READING TEXT –
────

Maximum von Mises equivalent stress as a function of train speed
Maximum equivalent plastic strain as a function of train speed
3.3 Influence of flat length
Four different flat lengths (i.e., 20, 40, 60 and 80 mm) were selected to study the influence of flat length on the vertical wheel–rail impact response, where the axle load was fixed at 17 t. Typical vertical wheel–rail impact force history curves induced by different flat lengths at the train speed of 200 km/h are plotted in Fig. 9a. It is obvious that the maximum vertical impact force induced by wheel flat increases with the flat length, and the peak value of the maximum vertical impact force is 400 kN for the flat length of 80 mm. It should be noted that the second peak impact forces generated by the intact wheel dropping against the rail also increase with the flat length, this is because the drop distance and time during wheel flat impacting the rail are determined by the flat length, and the longer wheel flat length will cause the larger drop distance and the later impact occurring [13], resulting in the larger impact kinetic energy. This explanation is also validated the simulated second wheel–rail impact time, that is, the longer the flat length is, and the later the second impact occurs. Figure 9b illustrates the maximum vertical wheel–rail impact forces at different train speeds as a function of the flat length. The maximum vertical impact force nonlinearly increases with the flat length, and the influence of flat length on the maximum vertical impact force seems to be significant within the speed range from 150 to 250 km/h.

────

RECORDS –

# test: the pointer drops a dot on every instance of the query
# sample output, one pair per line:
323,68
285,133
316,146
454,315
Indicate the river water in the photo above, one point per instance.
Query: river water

────

EXERCISE REQUIREMENTS –
a) Format every line of the records as a Markdown table with the columns Row and Line. Give each line a row number and leave out any blank lines.
b) Resume the passage on wheel–rail impact from wheel flats, carrying on after its final sentence.
The passage on wheel flats and the records come from unrelated sources.

REPLIES –
a)
| Row | Line |
|---|---|
| 1 | # test: the pointer drops a dot on every instance of the query |
| 2 | # sample output, one pair per line: |
| 3 | 323,68 |
| 4 | 285,133 |
| 5 | 316,146 |
| 6 | 454,315 |
| 7 | Indicate the river water in the photo above, one point per instance. |
| 8 | Query: river water |

b)
Influence of flat length on the vertical wheel–rail impact response. a Typical vertical impact force versus time curves. b Maximum vertical impact force
Figures 10 and 11 show the influences of the flat length on the maximum von Mises equivalent stress and maximum equivalent plastic strain of the wheel, respectively. It is shown from Fig. 10 that the maximum von Mises equivalent stress under different train speeds increase with flat length. The variation of the maximum von Mises equivalent stress is slight when the flat length is less than or equal to 60 mm, while this increase is relatively larger when the flat length is greater than 60 mm and train speed exceeds 100 km/h. Besides, it can be also found from Fig. 11 that the maximum equivalent plastic strain is relatively larger at the speed of 200 km/h for the flat length less than 80 mm than those under other speed conditions.
Maximum von Mises equivalent stress versus a function of flat length
Maximum equivalent plastic strain versus flat length
3.4 Influence of axle load
For a given flat length of 60 mm and train speed of 200 km/h, five different axle loads (i.e., 15, 16, 17, 18 and 19 t) were selected to study the influence of axle load on the wheel–rail impact response. Typical vertical wheel–rail impact force versus time curves with a 60-mm flat under different axle loads are shown in Fig. 12a. The similar trend of the vertical wheel–rail impact force changing with time is observed for five different axle load cases, and the vertical impact force is increased with the axle load. The maximum vertical impact forces versus axle load with different flat lengths are plotted in Fig. 12b. It is shown that a linear increase relationship between the maximum vertical impact force and axle load is found for each flat length case.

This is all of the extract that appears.